But bringing the opportunity for education to those thirsty for learning was the crowning effort in the life work of the Hendersons.
The Buchanan Mission began its first session under the guidance of the Hendersons in August, 1911, with an enrollment of 105 pupils. At that time the plant consisted of a two-story school house, and a three-story dormitory. Since that time there has been erected from native sandstone, a schoolhouse and dormitory. Practically every cent of the many thousands cost came from people far away from Council.
Some students boarded at the school dormitory; some stayed with relatives living in the area; others rode horseback, or walked many miles over rough trails, and through deep mud. They needed no compulsory school laws, but came with a determined purpose to learn. Buchanan Mission School turned out into the busy world scores of students equipped to lead useful lives, and to help their neighbors.
Helen Henderson was a fighter. She liked to strike out new paths - to see behind the sun. To this woman who gloried in pioneering, came a new challenge in 1923, only three years after women had been given the right to vote and hold offices. Even though woman suffrage was not popular with the hill people, some far-sighted men saw in Mrs. Henderson a God-send to their desire to have their party capture the seat in the Virginia House of Delegates. In 1923 the Democratic Party offered her the nomination for this office. She was so busy with school work that she refused, but the committee persisted, assuring her that she could win, and could help them in Richmond. Her fighting blood was touched.

=== Input data ===
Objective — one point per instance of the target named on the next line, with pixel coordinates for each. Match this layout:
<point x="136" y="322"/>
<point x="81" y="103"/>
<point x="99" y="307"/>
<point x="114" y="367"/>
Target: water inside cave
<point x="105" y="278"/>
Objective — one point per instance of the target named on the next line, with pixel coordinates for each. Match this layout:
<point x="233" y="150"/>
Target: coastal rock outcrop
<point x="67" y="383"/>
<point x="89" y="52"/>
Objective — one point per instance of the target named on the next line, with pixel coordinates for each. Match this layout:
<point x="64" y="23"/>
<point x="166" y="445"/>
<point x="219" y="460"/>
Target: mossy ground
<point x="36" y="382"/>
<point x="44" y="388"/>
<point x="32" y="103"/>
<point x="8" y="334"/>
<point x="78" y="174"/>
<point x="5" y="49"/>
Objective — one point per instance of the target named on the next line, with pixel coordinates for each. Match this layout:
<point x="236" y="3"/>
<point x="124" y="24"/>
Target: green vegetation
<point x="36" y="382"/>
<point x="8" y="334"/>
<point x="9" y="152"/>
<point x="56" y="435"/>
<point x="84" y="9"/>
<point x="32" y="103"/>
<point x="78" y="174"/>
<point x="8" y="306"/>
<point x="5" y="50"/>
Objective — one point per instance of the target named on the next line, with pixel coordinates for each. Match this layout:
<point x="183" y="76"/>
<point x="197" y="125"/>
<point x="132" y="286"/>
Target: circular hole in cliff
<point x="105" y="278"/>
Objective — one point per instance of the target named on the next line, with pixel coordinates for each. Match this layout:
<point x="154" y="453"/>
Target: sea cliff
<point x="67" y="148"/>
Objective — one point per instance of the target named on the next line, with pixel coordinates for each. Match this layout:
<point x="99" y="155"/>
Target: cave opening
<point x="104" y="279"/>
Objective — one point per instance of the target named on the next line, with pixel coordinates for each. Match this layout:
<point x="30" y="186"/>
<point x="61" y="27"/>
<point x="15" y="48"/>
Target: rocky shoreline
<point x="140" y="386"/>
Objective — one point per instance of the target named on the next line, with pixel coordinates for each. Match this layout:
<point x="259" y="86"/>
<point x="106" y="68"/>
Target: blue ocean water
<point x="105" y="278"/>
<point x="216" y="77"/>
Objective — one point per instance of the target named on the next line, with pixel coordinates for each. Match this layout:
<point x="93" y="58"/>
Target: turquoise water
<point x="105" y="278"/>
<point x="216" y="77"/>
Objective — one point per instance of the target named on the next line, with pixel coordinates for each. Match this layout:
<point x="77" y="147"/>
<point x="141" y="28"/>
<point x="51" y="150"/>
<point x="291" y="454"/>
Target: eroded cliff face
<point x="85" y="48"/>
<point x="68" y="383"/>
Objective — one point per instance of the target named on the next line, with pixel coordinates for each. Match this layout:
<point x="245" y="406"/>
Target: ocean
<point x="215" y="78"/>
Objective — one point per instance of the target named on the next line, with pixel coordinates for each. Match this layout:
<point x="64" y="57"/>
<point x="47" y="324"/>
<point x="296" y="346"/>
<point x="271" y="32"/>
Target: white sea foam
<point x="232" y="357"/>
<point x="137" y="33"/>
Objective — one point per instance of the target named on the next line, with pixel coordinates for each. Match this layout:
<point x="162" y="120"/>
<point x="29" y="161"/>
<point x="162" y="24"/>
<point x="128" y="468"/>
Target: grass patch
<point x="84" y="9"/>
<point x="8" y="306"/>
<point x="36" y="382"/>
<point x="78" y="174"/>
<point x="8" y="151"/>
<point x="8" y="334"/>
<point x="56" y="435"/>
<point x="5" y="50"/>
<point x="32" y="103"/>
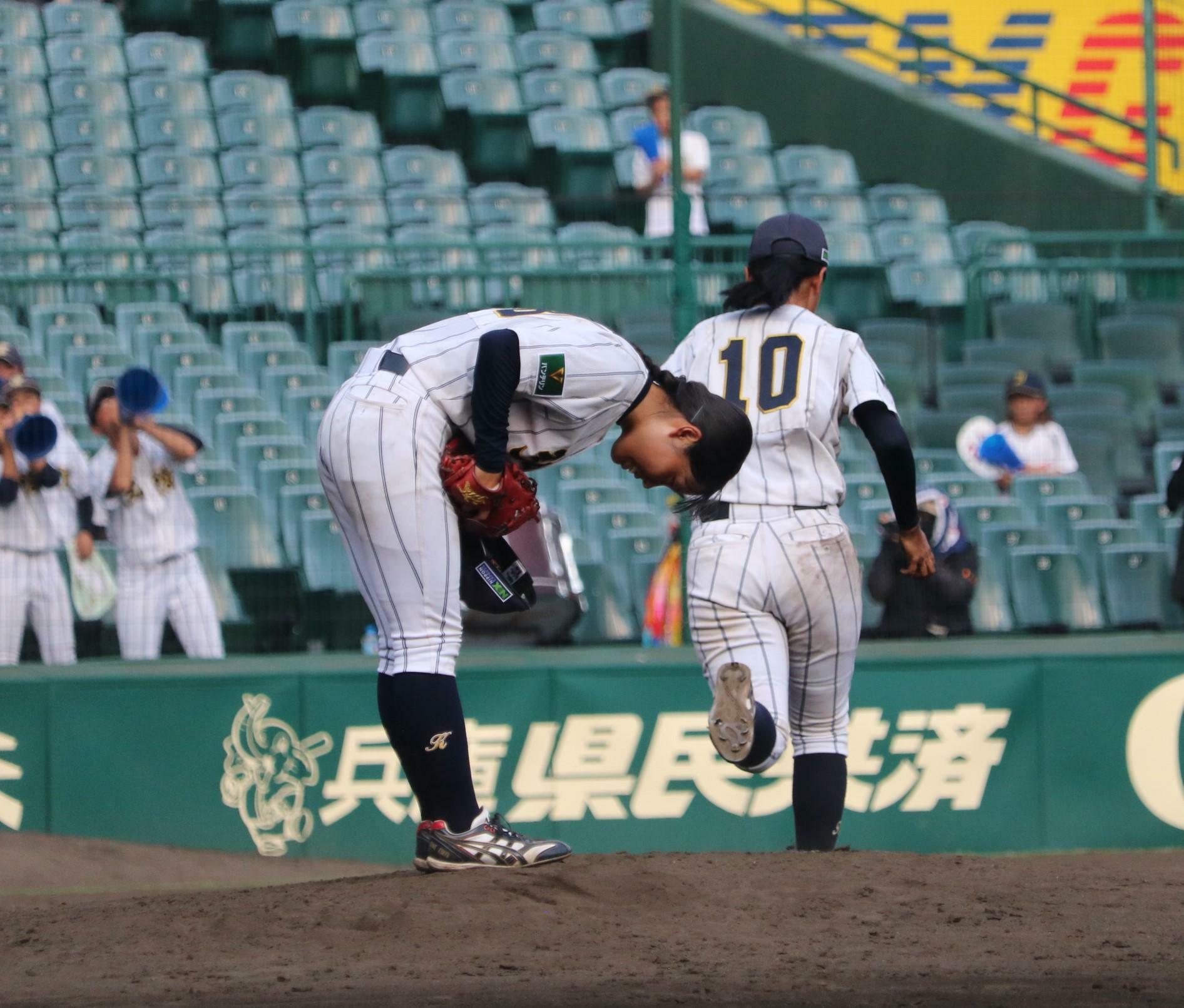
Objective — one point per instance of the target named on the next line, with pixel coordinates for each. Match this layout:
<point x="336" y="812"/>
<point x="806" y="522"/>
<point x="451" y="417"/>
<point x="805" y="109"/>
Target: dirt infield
<point x="706" y="929"/>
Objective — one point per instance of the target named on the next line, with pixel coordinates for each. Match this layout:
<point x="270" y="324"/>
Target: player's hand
<point x="919" y="556"/>
<point x="84" y="545"/>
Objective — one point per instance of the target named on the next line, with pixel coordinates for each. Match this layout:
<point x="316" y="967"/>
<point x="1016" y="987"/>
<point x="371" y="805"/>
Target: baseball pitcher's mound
<point x="705" y="929"/>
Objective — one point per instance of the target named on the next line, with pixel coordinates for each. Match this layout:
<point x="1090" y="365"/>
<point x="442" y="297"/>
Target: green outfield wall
<point x="1023" y="744"/>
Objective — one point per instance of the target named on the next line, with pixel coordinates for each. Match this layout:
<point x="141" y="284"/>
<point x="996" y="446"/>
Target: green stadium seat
<point x="275" y="132"/>
<point x="630" y="86"/>
<point x="1052" y="589"/>
<point x="383" y="16"/>
<point x="558" y="50"/>
<point x="164" y="53"/>
<point x="231" y="521"/>
<point x="276" y="382"/>
<point x="1016" y="354"/>
<point x="324" y="554"/>
<point x="401" y="84"/>
<point x="83" y="56"/>
<point x="740" y="210"/>
<point x="273" y="476"/>
<point x="229" y="427"/>
<point x="276" y="170"/>
<point x="23" y="62"/>
<point x="421" y="205"/>
<point x="543" y="88"/>
<point x="817" y="167"/>
<point x="58" y="339"/>
<point x="24" y="99"/>
<point x="317" y="50"/>
<point x="491" y="21"/>
<point x="208" y="404"/>
<point x="1053" y="325"/>
<point x="210" y="473"/>
<point x="292" y="501"/>
<point x="725" y="126"/>
<point x="172" y="95"/>
<point x="1090" y="537"/>
<point x="905" y="241"/>
<point x="22" y="23"/>
<point x="22" y="176"/>
<point x="471" y="51"/>
<point x="252" y="91"/>
<point x="1137" y="583"/>
<point x="486" y="119"/>
<point x="439" y="170"/>
<point x="978" y="514"/>
<point x="1060" y="514"/>
<point x="90" y="96"/>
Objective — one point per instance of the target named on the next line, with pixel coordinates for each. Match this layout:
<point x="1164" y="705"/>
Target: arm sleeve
<point x="888" y="441"/>
<point x="495" y="378"/>
<point x="864" y="380"/>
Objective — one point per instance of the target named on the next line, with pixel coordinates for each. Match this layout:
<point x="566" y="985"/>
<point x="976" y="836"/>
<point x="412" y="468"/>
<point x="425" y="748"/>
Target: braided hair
<point x="726" y="434"/>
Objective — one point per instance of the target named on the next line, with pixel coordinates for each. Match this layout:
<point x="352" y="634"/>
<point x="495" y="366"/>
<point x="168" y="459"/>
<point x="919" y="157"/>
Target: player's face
<point x="655" y="452"/>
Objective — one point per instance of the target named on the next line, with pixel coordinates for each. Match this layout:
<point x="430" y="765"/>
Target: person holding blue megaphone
<point x="148" y="518"/>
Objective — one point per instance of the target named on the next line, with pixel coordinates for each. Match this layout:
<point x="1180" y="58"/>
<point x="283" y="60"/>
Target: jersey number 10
<point x="780" y="359"/>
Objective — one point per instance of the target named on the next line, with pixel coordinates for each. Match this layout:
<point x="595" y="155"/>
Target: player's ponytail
<point x="726" y="434"/>
<point x="772" y="282"/>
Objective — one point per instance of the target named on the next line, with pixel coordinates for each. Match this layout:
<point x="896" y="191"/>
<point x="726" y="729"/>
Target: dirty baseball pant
<point x="778" y="590"/>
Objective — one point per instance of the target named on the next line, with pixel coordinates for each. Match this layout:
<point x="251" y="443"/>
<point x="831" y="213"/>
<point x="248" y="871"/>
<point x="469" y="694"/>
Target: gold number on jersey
<point x="780" y="363"/>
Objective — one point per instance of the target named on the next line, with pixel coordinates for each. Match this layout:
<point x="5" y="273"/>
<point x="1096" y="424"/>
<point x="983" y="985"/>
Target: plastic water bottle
<point x="370" y="641"/>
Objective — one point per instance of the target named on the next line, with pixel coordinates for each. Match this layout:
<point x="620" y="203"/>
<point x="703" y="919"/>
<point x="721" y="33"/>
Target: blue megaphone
<point x="139" y="391"/>
<point x="34" y="436"/>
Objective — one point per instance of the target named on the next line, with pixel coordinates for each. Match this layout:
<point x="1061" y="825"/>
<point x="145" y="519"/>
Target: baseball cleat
<point x="733" y="713"/>
<point x="488" y="843"/>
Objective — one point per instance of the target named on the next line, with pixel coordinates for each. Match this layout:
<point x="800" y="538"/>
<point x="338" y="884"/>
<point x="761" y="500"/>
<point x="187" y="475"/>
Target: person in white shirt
<point x="141" y="501"/>
<point x="1031" y="432"/>
<point x="651" y="170"/>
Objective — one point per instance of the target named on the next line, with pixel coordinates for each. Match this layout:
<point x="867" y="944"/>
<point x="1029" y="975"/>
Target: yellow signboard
<point x="1090" y="50"/>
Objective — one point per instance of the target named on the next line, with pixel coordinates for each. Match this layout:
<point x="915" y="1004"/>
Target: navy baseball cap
<point x="789" y="235"/>
<point x="1026" y="383"/>
<point x="10" y="354"/>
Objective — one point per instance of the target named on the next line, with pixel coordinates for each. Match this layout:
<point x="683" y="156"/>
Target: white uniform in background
<point x="155" y="534"/>
<point x="1044" y="444"/>
<point x="697" y="156"/>
<point x="776" y="586"/>
<point x="31" y="582"/>
<point x="382" y="440"/>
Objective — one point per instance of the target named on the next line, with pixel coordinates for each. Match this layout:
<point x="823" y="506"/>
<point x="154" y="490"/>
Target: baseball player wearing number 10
<point x="525" y="389"/>
<point x="773" y="583"/>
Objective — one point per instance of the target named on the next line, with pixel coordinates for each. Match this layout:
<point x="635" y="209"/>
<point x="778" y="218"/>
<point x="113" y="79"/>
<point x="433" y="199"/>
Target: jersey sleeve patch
<point x="552" y="372"/>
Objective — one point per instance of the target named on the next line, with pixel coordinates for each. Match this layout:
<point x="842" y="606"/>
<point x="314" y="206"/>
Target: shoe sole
<point x="732" y="720"/>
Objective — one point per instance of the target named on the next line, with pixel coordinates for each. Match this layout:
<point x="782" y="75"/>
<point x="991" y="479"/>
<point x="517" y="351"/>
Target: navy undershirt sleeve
<point x="494" y="379"/>
<point x="888" y="440"/>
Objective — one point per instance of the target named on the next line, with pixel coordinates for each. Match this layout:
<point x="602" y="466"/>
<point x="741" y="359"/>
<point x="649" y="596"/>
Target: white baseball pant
<point x="379" y="454"/>
<point x="778" y="590"/>
<point x="175" y="589"/>
<point x="33" y="587"/>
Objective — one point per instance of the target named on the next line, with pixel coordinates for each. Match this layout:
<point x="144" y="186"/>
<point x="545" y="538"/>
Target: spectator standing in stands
<point x="936" y="607"/>
<point x="140" y="499"/>
<point x="1038" y="440"/>
<point x="651" y="170"/>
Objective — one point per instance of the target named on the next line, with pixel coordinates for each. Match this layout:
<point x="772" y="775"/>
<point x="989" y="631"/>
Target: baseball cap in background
<point x="789" y="235"/>
<point x="1024" y="383"/>
<point x="10" y="354"/>
<point x="102" y="390"/>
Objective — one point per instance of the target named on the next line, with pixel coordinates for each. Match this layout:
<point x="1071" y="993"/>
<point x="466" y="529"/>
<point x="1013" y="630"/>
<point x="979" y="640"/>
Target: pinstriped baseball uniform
<point x="33" y="586"/>
<point x="383" y="436"/>
<point x="775" y="587"/>
<point x="155" y="534"/>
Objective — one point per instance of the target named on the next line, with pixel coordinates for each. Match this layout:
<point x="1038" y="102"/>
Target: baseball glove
<point x="487" y="513"/>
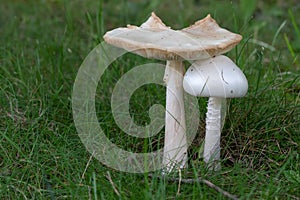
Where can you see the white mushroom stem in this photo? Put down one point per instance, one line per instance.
(213, 133)
(175, 145)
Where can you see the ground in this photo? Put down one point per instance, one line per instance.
(42, 46)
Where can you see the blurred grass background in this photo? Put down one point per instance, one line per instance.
(43, 43)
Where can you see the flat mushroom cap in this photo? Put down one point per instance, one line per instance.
(153, 39)
(215, 77)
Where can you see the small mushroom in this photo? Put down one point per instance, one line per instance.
(153, 39)
(216, 78)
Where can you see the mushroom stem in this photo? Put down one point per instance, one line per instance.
(175, 145)
(213, 133)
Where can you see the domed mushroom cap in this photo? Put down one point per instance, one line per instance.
(153, 39)
(215, 77)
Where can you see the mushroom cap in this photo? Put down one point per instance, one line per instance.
(153, 39)
(215, 77)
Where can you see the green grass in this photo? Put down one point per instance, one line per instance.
(42, 45)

=== What you need to do ===
1. Locate each line in the listing that contains the string "grass", and copy those lines.
2. Extend the account of Helen Henderson and the Buchanan Mission School, starting right after its final sentence.

=== Task responses ===
1.
Target: grass patch
Where can you see the blurred grass background in this photo? Put down one point per instance, one line per instance.
Where can you see the green grass in this photo? Put down one point per instance, one line per instance.

2.
She threw her heart into the campaign. To her daughter, Ruth, she left her school work. In a Ford roadster she flamed through the district day by day, often speaking twice daily at points far apart. The hills were witnessing "something under the sun."
It took two days after the election for the final news to trickle into Council. Mrs. Henderson was the first woman ever to be nominated for a seat in the Legislature of conservative Virginia. (The following fall Norfolk City, not to be outdone by the chivalry of the hills, sent Mrs. Sarah Lee Fain to the General Assembly.)
Not long after the session opened Mrs. Henderson was called to the chair, and became the first woman ever to preside over the law-making body. She told the House more about Buchanan and Tazewell counties than they had ever heard before. She gave a picture of the roads over which the judge lost twenty-four hours in reaching court; of a people who need guidance of law and the example of quick justice.
But politics was strong. The Senate killed her bill to create an additional circuit court in Southwest Virginia, which had shown a strange tardiness in building roads for its people. Localities had no money; and the State had no money for the purpose.
Mrs. Henderson, in her twelve years of experience, had learned that, next to adequate educational facilities, Buchanan County had a great need of roads. She sought out road authorities. They smiled and promised to investigate - then forgot. She agitated the question everywhere she went.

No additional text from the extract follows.